## Begin Data listing

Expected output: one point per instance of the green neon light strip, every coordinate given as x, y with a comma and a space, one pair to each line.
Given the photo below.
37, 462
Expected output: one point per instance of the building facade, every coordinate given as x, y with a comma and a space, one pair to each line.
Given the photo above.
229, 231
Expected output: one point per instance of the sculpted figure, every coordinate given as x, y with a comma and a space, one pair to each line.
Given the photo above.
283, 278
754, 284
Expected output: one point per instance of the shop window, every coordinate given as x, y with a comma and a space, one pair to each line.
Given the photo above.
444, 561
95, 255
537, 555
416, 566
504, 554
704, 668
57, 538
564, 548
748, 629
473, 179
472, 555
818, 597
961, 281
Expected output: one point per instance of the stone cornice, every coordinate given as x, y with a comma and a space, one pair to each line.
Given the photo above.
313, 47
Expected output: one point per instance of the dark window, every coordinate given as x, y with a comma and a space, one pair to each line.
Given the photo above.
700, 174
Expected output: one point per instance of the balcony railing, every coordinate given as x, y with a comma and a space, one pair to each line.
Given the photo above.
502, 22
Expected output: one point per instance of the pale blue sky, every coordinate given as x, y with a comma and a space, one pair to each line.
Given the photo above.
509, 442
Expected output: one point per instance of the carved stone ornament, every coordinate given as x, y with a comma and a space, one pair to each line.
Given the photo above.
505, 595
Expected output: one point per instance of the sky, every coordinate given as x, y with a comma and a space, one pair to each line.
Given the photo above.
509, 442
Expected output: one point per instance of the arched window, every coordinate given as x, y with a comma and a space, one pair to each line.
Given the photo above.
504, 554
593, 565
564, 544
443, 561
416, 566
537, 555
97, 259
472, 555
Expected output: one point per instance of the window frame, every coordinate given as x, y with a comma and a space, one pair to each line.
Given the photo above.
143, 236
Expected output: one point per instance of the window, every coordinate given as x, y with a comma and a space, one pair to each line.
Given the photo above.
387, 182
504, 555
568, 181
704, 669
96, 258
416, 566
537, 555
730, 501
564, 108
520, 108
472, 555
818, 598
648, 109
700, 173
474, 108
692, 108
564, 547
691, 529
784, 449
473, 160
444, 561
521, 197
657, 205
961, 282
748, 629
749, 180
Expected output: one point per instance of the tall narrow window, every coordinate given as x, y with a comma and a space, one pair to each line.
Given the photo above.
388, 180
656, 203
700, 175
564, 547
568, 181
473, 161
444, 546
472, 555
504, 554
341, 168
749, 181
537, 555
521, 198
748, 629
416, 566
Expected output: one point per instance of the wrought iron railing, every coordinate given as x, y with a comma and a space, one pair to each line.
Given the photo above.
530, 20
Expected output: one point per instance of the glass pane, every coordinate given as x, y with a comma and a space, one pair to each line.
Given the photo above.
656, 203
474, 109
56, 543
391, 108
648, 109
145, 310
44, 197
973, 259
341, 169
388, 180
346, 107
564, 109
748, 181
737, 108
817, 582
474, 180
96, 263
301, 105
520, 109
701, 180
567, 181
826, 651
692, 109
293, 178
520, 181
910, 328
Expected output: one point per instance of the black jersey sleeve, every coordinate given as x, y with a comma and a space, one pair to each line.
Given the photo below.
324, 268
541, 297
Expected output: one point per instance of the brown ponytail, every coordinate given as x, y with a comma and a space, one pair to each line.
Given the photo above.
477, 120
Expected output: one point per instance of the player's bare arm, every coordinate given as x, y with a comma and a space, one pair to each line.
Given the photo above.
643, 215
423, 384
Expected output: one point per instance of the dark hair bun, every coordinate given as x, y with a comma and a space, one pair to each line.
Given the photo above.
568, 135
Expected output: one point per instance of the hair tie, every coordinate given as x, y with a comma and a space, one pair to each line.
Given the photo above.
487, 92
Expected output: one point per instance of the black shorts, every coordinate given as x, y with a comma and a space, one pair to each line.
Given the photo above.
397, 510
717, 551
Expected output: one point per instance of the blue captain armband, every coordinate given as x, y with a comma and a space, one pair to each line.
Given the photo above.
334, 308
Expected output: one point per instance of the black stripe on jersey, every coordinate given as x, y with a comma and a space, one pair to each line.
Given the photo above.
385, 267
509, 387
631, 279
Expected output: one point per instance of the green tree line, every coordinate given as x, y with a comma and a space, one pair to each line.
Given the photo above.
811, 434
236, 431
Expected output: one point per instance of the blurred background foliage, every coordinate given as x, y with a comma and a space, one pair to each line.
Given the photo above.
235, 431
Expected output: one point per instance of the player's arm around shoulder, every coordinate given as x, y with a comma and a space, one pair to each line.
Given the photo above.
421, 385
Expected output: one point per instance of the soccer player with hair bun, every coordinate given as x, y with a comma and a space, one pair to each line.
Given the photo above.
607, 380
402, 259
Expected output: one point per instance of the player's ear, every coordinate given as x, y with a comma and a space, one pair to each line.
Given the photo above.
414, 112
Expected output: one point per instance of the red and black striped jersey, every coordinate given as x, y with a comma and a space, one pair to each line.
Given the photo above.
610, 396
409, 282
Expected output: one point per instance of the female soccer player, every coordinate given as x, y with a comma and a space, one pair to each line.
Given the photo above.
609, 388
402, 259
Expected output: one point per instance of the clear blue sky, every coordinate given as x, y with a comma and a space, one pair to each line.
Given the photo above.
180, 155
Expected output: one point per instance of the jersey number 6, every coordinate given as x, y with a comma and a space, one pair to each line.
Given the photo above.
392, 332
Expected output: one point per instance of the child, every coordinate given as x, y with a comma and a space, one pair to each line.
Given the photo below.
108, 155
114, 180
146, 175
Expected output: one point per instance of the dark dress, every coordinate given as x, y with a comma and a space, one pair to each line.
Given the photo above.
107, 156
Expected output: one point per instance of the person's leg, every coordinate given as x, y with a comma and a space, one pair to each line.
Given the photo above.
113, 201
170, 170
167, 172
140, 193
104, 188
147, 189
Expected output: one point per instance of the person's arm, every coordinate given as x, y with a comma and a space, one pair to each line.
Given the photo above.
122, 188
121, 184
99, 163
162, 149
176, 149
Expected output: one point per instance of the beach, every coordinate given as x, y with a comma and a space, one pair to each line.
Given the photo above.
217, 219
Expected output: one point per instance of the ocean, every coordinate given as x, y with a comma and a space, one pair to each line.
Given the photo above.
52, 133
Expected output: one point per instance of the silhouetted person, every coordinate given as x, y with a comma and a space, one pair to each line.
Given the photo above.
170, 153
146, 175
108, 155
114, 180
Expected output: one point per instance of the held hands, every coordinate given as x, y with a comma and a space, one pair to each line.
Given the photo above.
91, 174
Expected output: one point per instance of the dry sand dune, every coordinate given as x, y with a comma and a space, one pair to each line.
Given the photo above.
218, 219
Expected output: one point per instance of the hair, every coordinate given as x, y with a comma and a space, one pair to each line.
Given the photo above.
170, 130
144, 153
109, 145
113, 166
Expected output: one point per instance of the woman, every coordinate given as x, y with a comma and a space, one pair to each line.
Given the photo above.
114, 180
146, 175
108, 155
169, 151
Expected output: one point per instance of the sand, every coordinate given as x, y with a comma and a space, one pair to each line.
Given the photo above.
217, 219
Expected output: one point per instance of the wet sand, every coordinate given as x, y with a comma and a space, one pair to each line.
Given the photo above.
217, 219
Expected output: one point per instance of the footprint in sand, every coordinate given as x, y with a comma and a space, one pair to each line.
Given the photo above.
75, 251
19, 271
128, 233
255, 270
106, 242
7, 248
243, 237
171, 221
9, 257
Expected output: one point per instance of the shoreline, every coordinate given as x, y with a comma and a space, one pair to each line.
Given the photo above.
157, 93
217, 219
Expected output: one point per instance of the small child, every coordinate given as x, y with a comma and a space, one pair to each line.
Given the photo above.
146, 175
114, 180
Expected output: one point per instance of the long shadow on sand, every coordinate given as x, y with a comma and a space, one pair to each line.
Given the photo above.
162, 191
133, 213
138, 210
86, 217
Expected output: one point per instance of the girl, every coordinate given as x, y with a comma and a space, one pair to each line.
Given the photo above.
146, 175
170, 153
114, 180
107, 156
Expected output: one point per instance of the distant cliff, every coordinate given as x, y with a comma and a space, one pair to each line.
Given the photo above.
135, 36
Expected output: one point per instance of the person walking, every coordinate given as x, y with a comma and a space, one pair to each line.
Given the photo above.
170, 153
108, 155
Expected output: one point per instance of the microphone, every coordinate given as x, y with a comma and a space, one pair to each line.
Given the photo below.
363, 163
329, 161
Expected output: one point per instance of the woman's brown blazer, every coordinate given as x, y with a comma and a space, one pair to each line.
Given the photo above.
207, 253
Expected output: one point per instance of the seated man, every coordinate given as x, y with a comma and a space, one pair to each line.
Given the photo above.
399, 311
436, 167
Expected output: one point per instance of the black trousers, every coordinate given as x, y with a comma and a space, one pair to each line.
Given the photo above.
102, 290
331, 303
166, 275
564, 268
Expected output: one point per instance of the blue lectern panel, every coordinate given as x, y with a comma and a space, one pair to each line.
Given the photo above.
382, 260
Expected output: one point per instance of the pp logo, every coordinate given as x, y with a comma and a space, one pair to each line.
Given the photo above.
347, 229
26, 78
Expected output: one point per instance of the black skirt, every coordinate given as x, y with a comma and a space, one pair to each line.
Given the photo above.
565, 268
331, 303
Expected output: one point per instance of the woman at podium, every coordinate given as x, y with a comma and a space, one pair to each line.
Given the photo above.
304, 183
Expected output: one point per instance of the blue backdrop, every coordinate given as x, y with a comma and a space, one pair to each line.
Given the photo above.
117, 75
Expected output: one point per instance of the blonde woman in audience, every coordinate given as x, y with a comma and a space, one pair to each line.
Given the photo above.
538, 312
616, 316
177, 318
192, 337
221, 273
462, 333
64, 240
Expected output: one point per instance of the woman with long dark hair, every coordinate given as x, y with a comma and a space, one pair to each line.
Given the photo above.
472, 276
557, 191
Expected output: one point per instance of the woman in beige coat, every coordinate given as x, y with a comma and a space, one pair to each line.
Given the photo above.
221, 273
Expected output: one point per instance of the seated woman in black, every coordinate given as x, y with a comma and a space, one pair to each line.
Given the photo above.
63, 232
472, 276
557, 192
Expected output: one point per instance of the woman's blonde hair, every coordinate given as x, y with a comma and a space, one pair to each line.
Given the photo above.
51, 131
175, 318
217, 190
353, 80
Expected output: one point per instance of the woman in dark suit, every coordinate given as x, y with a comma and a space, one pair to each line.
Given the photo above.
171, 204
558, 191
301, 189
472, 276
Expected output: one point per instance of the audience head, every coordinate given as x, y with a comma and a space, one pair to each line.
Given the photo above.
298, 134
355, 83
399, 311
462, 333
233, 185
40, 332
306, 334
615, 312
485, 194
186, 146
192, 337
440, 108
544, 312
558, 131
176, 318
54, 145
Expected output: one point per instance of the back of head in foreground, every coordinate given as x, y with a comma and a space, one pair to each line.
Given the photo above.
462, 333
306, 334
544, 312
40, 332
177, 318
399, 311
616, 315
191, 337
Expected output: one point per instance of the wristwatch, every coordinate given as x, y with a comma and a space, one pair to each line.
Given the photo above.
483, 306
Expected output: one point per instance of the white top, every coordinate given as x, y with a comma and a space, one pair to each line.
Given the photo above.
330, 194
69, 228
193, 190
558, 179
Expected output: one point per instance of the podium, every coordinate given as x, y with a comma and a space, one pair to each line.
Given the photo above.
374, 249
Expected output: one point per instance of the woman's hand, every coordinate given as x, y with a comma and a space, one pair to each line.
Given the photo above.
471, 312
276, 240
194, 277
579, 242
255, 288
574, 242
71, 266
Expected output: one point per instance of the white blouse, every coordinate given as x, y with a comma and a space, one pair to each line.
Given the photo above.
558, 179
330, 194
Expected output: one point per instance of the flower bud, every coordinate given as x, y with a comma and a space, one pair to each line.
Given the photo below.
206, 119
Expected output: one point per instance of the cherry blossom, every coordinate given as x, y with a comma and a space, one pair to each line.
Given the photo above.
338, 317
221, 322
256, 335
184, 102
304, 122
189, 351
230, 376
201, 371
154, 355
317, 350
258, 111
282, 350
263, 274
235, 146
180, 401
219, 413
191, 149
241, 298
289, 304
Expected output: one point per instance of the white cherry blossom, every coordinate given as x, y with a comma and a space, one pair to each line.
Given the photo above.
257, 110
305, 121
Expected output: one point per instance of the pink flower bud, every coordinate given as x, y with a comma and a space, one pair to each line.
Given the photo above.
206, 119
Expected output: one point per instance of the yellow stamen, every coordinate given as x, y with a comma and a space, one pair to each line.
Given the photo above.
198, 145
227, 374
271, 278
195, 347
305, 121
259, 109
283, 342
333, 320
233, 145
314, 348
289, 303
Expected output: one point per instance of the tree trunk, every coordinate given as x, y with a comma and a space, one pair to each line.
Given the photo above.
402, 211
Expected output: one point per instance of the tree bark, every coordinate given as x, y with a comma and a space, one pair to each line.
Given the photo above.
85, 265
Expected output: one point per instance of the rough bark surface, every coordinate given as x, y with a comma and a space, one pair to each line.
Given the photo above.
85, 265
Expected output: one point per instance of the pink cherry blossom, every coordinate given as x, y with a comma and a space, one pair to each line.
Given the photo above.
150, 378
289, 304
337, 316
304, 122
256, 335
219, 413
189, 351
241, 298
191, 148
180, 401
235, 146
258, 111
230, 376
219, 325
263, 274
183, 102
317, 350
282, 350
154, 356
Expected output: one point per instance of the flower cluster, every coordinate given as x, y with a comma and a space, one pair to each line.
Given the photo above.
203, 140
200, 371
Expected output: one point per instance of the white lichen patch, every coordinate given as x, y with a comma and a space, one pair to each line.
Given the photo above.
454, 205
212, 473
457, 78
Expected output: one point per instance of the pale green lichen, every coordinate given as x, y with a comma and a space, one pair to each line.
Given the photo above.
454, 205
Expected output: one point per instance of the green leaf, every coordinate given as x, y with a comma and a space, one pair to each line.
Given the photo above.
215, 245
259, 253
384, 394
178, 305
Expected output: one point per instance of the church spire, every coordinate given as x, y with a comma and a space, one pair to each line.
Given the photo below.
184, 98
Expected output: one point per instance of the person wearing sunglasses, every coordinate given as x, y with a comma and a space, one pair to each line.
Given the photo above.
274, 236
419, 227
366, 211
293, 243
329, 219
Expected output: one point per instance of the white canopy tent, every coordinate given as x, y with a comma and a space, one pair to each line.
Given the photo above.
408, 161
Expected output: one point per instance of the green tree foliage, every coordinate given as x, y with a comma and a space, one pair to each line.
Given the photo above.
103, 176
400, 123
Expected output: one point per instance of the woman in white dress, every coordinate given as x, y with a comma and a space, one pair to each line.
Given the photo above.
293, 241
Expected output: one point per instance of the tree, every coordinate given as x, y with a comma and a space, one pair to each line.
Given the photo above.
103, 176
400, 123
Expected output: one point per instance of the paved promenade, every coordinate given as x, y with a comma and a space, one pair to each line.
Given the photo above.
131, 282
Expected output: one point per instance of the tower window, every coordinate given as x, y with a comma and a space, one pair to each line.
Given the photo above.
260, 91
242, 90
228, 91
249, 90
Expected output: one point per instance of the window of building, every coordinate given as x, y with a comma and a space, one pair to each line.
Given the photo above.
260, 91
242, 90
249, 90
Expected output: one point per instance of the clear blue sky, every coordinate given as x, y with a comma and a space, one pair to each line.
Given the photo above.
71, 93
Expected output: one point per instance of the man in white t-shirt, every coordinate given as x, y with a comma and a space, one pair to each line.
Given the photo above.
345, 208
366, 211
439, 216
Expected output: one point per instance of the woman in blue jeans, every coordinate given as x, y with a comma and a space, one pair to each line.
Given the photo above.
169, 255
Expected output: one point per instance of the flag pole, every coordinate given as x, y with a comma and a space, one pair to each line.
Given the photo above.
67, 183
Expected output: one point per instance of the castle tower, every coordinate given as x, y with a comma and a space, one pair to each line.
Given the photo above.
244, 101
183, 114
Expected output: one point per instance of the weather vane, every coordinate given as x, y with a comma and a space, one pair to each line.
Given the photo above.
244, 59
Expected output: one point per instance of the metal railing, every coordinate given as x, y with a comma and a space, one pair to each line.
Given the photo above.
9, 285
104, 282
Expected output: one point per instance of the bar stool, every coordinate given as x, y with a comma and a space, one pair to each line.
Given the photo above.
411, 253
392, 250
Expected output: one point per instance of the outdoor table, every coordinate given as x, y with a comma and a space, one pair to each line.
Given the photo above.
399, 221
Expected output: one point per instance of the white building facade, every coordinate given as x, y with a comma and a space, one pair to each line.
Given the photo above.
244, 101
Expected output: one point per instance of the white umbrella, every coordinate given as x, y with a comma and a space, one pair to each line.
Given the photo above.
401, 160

## End Data listing

• [Requirement]
Print exactly the lines above, starting at the line that contains "Expected output: one point per instance of the bar" and ending with the last line of the records, both included.

• [Solution to this exercise]
Expected output: one point per instance of the bar stool, every coordinate given as x, y with a comma and a space, one pair to each line.
Given the photo above.
411, 253
392, 250
Expected output: one point per instance of the outdoor table, every coordinate given as x, y with a comma and a space, one pair to each line.
Given the photo above.
399, 221
Expected output: one point per instance of the white building facade, every coordinate given as x, y with a comma and a space, one pair to each line.
Given the photo above.
244, 101
Expected output: one point per instance of the white umbrella, every coordinate given as x, y with a comma and a space, one pair to each line.
Given the photo above.
401, 160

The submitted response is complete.